GIVEN TEXT
# Bitter Apple Spray for Dogs all right for cats too?



## rosalie (Oct 9, 2003)

I've been trying to get Bitter apple spray deterrent. But the one I see online says "for Dogs". Here and there (in other sites, hadn't found it in Petco so I'm buying it online) it mentions for dogs and cats, same spray.
Is it OK to use with cats too? Brand's Grannick, comes in a transparent bottle.
A forum member told me they use Bitter Apple spray to keep cats of surfaces so I'd like to try it.
Thank-you very much


----------



## Kittys Mom (May 7, 2004)

I think this only really works to keep cats from licking or biting things. I'm not sure it works unless they taste it. I use it on plants I don't want Thomas to eat. But he persists in climbing around in them. I bought mine, for cats, at petsmart.

I think the dog might be the same as the cat. I'm not sure. Like here's the one they sell on cat connection, it says for dog or cat:

http://www.thecatconnection.com/miva/me ... gory_Code=


----------



## rosalie (Oct 9, 2003)

I'm willing to give it a try :wink: I ordered from the link you posted..this is for kittens in training, they happen to lick/bite alot of things so it might work..thank-you very much Kitty's mom


----------



## jonsgirl (Nov 7, 2003)

Yeah they are the same. My bottle has a picture of a dog on it but it says the same thing, has the same ingredients. That bottle is cuter though. :lol:

I never really tried it on a "surface" as in a flat surface like a counter, only my door. some plants and things like miniblinds , to stop chewing, and my christmas tree to keep Stix out of it. It worked. The tree was fake but you could tell he really wanted to climb it. hehe.


----------

TASKS
• a. Answer these about the forum thread on bitter apple spray:
(i) What brand does rosalie say the spray is?
(ii) At which store did Kittys Mom buy hers?
(iii) What picture is on jonsgirl's bottle?
• b. Pick out each line of the records that contains the string "every", matching case exactly.
The text and the records have no connection to each other.

A run of records
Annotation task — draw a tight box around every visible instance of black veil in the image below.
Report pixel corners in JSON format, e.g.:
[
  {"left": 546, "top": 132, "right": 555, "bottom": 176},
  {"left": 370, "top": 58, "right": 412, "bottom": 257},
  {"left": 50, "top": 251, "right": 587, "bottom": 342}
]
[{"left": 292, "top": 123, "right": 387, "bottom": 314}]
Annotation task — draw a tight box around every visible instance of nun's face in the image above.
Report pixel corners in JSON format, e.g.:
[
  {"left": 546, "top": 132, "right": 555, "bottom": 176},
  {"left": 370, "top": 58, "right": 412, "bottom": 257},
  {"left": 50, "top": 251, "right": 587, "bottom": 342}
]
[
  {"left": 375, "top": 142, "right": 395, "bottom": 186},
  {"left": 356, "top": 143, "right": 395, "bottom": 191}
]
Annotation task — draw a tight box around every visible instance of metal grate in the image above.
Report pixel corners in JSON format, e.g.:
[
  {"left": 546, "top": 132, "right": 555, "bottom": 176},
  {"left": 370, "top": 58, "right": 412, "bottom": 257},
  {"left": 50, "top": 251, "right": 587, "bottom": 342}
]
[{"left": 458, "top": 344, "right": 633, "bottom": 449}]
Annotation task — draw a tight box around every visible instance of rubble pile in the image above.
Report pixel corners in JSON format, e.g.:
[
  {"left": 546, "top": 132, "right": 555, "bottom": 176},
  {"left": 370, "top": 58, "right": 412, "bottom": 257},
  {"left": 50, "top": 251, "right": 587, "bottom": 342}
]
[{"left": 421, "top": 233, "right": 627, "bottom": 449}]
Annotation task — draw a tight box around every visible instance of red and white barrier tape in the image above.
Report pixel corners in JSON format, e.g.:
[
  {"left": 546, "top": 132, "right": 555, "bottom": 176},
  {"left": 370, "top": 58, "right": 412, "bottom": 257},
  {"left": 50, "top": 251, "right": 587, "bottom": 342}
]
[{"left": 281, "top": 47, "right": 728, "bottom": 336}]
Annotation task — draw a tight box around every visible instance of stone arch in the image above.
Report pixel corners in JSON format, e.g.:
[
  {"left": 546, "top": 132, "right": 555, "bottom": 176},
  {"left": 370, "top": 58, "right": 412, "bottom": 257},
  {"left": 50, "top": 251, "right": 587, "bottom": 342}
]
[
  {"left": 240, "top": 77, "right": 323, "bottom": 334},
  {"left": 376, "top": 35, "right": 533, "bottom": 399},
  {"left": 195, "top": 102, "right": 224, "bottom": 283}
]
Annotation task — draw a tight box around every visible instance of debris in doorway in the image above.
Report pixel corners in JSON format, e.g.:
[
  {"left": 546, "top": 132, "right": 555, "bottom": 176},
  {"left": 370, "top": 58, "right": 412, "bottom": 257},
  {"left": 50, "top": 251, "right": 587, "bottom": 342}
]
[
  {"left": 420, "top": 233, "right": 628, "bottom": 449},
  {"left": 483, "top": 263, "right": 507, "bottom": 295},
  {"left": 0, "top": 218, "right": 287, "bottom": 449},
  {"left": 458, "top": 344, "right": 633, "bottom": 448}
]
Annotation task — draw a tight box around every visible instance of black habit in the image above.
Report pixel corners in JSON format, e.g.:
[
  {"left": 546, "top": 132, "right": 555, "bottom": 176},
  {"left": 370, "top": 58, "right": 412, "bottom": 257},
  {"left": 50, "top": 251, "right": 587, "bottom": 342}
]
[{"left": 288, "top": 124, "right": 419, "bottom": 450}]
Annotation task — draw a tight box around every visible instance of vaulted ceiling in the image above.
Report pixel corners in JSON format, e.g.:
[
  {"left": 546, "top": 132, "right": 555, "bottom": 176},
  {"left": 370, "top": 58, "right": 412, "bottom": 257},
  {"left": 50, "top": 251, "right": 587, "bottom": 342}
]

ANSWERS TO THE EXERCISES
• a.
(i) Grannick
(ii) Petsmart
(iii) A picture of a dog

• b.
Annotation task — draw a tight box around every visible instance of black veil in the image below.
Annotation task — draw a tight box around every visible instance of nun's face in the image above.
Annotation task — draw a tight box around every visible instance of metal grate in the image above.
Annotation task — draw a tight box around every visible instance of rubble pile in the image above.
Annotation task — draw a tight box around every visible instance of red and white barrier tape in the image above.
Annotation task — draw a tight box around every visible instance of stone arch in the image above.
Annotation task — draw a tight box around every visible instance of debris in doorway in the image above.
Annotation task — draw a tight box around every visible instance of black habit in the image above.
Annotation task — draw a tight box around every visible instance of vaulted ceiling in the image above.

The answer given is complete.